EXERCISE OBJECTIVE »
Which lines of the entries below contain the string "target"? Copy each one.

*** EXERCISE INPUT

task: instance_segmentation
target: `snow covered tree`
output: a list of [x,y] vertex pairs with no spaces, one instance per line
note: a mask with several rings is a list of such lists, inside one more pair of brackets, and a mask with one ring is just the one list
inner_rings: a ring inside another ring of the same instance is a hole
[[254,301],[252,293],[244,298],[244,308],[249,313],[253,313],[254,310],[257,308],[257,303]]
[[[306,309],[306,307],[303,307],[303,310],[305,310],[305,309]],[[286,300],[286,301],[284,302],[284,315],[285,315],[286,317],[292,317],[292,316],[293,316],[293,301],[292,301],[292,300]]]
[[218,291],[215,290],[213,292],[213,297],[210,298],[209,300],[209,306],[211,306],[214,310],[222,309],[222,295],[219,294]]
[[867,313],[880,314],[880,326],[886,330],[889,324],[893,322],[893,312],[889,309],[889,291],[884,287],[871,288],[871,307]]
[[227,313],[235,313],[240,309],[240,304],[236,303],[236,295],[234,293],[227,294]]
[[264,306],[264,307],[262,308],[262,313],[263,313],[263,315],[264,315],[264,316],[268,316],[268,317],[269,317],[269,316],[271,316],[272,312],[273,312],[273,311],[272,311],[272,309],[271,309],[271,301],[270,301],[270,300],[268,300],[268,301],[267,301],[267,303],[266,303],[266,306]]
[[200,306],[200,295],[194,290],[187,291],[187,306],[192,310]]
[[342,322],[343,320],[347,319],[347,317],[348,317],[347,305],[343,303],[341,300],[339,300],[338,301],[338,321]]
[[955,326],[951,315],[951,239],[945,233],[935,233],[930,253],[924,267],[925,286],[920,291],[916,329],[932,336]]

******
*** EXERCISE INPUT

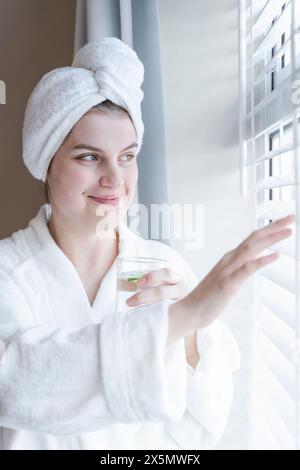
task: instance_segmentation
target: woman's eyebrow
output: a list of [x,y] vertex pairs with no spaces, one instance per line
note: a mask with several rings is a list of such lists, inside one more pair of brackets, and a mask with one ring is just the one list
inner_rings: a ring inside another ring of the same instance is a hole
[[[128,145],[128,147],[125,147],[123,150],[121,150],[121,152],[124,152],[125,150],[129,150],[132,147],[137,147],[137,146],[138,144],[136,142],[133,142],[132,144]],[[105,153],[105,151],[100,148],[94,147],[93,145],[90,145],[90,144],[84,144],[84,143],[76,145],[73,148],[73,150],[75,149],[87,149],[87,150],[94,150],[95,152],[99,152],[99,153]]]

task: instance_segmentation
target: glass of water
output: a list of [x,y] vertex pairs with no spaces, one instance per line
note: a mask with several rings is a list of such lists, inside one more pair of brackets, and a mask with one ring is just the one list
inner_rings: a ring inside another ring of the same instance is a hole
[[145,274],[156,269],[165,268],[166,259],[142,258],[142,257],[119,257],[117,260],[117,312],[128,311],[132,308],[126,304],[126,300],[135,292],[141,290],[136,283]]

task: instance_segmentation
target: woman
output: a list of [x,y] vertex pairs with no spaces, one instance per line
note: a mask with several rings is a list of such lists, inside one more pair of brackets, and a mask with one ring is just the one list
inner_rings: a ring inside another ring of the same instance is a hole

******

OUTPUT »
target: `snow covered tree`
target: woman's eyebrow
target: glass of water
target: woman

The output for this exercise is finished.